WORK TASK
Transcribe the full listing, keeping every word as it stands.
[[ SOURCE MATERIAL open ]]
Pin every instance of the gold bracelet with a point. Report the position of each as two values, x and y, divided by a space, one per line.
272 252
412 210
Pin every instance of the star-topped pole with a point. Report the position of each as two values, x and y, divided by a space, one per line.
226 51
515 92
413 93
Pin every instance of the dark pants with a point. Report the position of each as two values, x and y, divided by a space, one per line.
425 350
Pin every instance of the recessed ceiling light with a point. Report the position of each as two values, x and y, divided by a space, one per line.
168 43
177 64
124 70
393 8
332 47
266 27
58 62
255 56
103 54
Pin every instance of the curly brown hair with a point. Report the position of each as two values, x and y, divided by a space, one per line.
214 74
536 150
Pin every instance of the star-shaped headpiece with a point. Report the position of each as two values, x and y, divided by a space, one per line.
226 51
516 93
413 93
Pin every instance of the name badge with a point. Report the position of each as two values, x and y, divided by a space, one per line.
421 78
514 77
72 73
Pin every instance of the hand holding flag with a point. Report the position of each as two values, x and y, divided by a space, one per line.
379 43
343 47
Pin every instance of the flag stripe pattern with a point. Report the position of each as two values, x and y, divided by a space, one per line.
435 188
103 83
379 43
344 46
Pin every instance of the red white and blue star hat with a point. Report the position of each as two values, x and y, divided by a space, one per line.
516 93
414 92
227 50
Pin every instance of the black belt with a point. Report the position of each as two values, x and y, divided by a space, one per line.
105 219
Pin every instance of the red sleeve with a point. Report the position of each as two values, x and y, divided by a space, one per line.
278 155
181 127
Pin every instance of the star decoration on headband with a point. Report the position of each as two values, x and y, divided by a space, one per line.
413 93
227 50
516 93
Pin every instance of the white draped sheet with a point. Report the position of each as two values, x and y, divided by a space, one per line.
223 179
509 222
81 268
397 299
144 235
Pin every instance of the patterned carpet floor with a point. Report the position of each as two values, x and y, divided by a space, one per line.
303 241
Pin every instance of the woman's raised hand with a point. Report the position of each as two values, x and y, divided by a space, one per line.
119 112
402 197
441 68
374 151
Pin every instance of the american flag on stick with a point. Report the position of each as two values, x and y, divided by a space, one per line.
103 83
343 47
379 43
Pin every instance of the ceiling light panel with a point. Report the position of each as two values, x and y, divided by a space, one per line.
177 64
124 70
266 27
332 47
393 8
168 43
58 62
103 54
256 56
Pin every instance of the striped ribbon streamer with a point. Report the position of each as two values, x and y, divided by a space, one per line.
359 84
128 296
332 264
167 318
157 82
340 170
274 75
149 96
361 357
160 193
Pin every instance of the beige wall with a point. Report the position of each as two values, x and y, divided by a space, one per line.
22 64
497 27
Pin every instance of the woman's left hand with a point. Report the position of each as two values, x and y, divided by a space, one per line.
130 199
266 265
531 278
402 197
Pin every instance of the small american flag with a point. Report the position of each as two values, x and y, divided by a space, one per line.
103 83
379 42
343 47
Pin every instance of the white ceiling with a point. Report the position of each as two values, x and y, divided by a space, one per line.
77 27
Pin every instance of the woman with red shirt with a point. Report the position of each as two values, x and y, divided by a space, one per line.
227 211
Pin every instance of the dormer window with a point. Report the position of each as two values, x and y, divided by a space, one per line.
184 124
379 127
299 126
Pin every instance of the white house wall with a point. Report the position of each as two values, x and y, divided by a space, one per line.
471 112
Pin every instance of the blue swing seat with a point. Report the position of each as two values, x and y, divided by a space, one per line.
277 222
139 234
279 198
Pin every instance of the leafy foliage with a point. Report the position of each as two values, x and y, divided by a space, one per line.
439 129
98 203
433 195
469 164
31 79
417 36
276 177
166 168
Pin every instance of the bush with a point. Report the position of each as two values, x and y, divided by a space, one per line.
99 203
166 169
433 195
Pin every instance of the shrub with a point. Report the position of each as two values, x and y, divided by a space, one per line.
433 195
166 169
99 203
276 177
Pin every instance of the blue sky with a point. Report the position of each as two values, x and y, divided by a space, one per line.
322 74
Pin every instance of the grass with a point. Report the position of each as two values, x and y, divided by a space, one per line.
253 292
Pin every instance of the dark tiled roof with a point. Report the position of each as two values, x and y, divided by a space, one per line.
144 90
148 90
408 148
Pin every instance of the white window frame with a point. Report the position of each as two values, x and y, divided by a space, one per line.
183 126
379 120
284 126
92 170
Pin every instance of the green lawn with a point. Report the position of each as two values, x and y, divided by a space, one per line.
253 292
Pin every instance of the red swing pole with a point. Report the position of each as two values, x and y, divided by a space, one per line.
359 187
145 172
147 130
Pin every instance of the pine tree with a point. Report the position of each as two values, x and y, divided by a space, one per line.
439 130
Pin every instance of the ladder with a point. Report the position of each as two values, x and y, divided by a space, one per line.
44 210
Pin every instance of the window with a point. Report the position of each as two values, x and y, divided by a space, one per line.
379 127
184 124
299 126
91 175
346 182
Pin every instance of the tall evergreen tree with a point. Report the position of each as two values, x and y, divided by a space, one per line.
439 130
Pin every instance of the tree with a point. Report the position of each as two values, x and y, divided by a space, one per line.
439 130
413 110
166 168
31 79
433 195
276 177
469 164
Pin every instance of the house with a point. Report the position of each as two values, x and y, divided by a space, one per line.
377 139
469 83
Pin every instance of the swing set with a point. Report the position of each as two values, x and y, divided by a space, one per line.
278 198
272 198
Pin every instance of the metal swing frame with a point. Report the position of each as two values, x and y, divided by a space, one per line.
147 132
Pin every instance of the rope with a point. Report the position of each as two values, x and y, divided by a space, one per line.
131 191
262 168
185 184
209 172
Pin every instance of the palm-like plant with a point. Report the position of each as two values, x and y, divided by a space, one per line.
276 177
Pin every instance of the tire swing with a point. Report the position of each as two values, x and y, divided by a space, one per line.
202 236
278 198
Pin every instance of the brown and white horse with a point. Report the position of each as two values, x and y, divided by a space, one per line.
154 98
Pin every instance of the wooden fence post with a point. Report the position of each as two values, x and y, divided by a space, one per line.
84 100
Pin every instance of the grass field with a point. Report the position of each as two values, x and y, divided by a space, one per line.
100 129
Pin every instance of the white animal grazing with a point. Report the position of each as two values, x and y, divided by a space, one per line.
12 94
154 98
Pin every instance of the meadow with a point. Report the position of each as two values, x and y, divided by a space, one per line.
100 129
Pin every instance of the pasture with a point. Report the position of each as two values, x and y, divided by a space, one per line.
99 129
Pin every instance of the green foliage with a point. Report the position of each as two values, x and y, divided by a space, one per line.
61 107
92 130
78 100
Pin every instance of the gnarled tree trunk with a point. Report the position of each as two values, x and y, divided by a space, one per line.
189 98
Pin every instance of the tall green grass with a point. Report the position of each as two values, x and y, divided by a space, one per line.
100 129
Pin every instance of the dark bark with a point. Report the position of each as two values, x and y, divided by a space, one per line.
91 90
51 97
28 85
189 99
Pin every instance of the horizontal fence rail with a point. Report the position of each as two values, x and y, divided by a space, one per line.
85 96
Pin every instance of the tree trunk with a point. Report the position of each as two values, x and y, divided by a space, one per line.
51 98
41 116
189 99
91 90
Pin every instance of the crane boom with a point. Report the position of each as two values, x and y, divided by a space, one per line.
[[ SOURCE MATERIAL closed ]]
COMPLETED EXERCISE
Pin every instance of the gold bracelet with a point. Report the position of each as two values, x and y, divided by a space, one per line.
272 252
412 210
Pin every instance of the star-topped pole with a point. Report the position of each as two values, x and y, divided by a space, one per line.
226 51
515 92
413 93
Pin every instance of the dark pants with a point. Report the position of each as two values, x and y, divided by a space, one per line.
425 350
Pin every instance of the recessed ceiling light with a point. Report the position of each as two values, x and y, divided by a space, one per line.
168 43
177 64
124 70
393 8
332 47
266 27
58 62
255 56
103 54
Pin every instance of the curly brown hair with a point. Report the position of each as two values, x and y, divided by a space, one per line.
214 74
536 150
Pin every instance of the star-shaped headpiece with a point. Report the position of each as two values, x and y, divided by a space, one per line.
226 51
516 93
413 93
Pin every instance of the name badge with a point. Report the position of each as two values, x and y, divided by a space, one per line.
421 78
514 77
72 73
Pin every instance of the hand holding flag with a point. Report the position of each as two values, x and y, divided by a space, one per line.
379 43
343 47
Pin every instance of the flag stripe pattern with a point. Report the position of each as two values, x and y, divided by a space, one per line.
435 188
103 83
379 43
344 46
Pin every instance of the red white and blue star hat with a point. Report the position of each as two values, x and y, divided by a space, one per line.
516 93
414 92
227 50
Pin every instance of the black belt with a point. Report the position of each as two values, x and y, divided by a space, one per line.
105 219
Pin every instance of the red sleeve with a point. Report the position of each as two values, x and y, divided by a space, one per line.
278 155
181 127
Pin every instance of the star decoration on headband with a point. Report the position of each as two values, x and y, divided by a space, one per line.
413 93
227 50
516 93
Pin every instance of the white draped sheet with a point. Report the position of each as two values, x and y, divided by a space, one per line.
223 179
509 222
81 268
397 299
144 235
Pin every instance of the patterned carpet floor with a point. Report the position of each as two values, x and y, divided by a space, one per line.
303 241
Pin every instance of the woman's raised hand with a point. Report the position of each as two values, x and y, divided by a space, one per line.
119 112
402 197
441 68
374 151
Pin every instance of the american flag on stick with a point. Report the position of each as two values, x and y, divided by a space, one per line.
103 83
343 47
379 43
Pin every instance of the ceiling light panel with a point. Report the position of each as two values, x and y, divided by a space, one per line.
177 64
124 70
266 27
332 47
393 8
168 43
58 62
103 54
256 56
Pin every instance of the striped ribbon streamer with a point. Report the position of each as two values, x and y, divided by a space, one per line.
359 84
128 296
332 264
167 318
157 82
340 170
274 75
149 96
361 357
160 193
Pin every instance of the beige wall with a point. Report the position of each as two values, x and y, divided by a space, one per line.
22 64
497 27
Pin every instance of the woman's left hand with a point. Report the position of each as two values, x and y, divided by a space, one per line.
130 199
266 265
531 278
402 197
Pin every instance of the small american flag with a point. Report the position of each as two values, x and y, divided by a space, one per line.
103 83
379 42
343 47
Pin every instance of the white ceiling with a point. Report the position of each as two values, x and y, divided by a space, one per line.
77 27
Pin every instance of the woman with red shirt with a point. Report the position of each as two values, x and y, divided by a space, one per line.
227 211
Pin every instance of the dormer window with a point. Report the position of each as two values, x and y, divided by a space, one per line.
184 124
379 127
299 126
Pin every instance of the white house wall with a point. Report the position of each as two values, x and y, divided by a space, one per line.
471 112
Pin every instance of the blue swing seat with a point. Report the position of each as two values, x and y, divided by a space, one per line.
277 222
139 234
279 198
Pin every instance of the leafy foliage with a point. Report the position of each as two values, x and y, divided by a space, one per line.
439 129
98 203
433 195
469 164
31 79
417 36
276 177
166 168
Pin every instance of the bush with a point. Report the position of each as two values, x and y, divided by a space, one per line.
99 203
166 169
433 195
Pin every instance of the shrub with a point. Report the position of each as two values, x and y, divided by a space, one per line.
433 195
166 169
99 203
276 177
Pin every instance of the blue sky with a point. Report the position of each as two values, x and y, divided by a space, one per line.
322 74
Pin every instance of the grass with a point. Report the position of each as two values, x and y, divided by a space, one per line.
253 292
Pin every instance of the dark tiled roof with a point. Report the position of each as two values, x and y, divided by a space, one per line.
144 90
148 90
408 148
Pin every instance of the white window frame with a point. Report the position of each as two values, x and y, divided by a space, one per line.
183 126
379 120
284 126
92 170
Pin every instance of the green lawn with a point. Report the position of each as two values, x and y, divided by a space, one per line.
253 292
Pin every instance of the red swing pole with a point. Report the position of each as two values, x and y, divided by a space, one per line.
359 187
145 172
147 130
Pin every instance of the pine tree with a point. Report the position of each as two values, x and y, divided by a space, one per line.
439 130
Pin every instance of the ladder with a point. Report the position of each as two values, x and y, divided by a space, one per line.
44 210
Pin every instance of the window with a point. Report the position of each as two values, x and y, divided by a space, one per line.
379 127
184 124
299 126
91 175
346 182
Pin every instance of the tall evergreen tree with a point. Report the position of each as two values, x and y, divided by a space, one per line.
439 130
Pin every instance of the tree with a point. Report the position of each as two values, x and y, divided by a space, one per line.
439 130
413 110
166 168
31 79
433 195
276 177
469 164
Pin every instance of the house with a point. Report the position of each as two values, x and y, divided by a space, one per line.
377 139
469 83
Pin every instance of the swing set with a point. Report the position of each as two values, x and y, divided by a space, one per line.
278 198
272 198
Pin every instance of the metal swing frame with a point. Report the position of each as two values, x and y, divided by a space, one per line.
147 132
Pin every instance of the rope with a point. Report the position of each as two values, x and y, divided by a space, one per line.
131 191
262 168
185 184
209 172
Pin every instance of the palm-like plant with a point. Report the position of each as two values, x and y, divided by a space, one per line.
276 177
Pin every instance of the tire swing with a point. Report the position of each as two values, x and y, divided by a space, one per line.
202 236
278 198
Pin every instance of the brown and white horse with a point. Report the position of each as two values, x and y, divided by a space, one per line.
154 98
Pin every instance of the wooden fence post with a point. Report the position of each as two values, x and y, divided by a space, one per line.
84 100
Pin every instance of the grass field with a point. Report the position of each as two values, x and y, divided by a space, one per line.
100 129
Pin every instance of the white animal grazing with a point. Report the position of each as two values, x and y, divided by a space, one per line.
12 94
154 98
Pin every instance of the meadow with a point. Report the position of each as two values, x and y, divided by a space, one per line.
100 129
Pin every instance of the pasture with a point. Report the position of each as two values, x and y, divided by a space, one per line.
99 129
Pin every instance of the green foliage with a point. Report the position of each as two values, x and y, divided by a space, one per line.
61 107
92 130
78 100
Pin every instance of the gnarled tree trunk with a point. Report the position of each as two values, x and y, divided by a space, one per line.
189 98
Pin every instance of the tall green grass with a point. Report the position of each as two values, x and y, divided by a space, one per line.
100 129
Pin every instance of the dark bark with a point. Report the position of each as two values, x and y, divided by a space, one per line.
91 90
51 97
28 85
189 99
Pin every instance of the horizontal fence rail with a point. Report the position of each as two values, x and y, divided by a space, one per line.
85 96
Pin every instance of the tree trunk with a point. Report the position of each as two values, x and y, divided by a space, one per line.
51 98
41 116
189 99
91 90
Pin every instance of the crane boom with a point. Report the position of each as two values, x and y, divided by a space, one per line.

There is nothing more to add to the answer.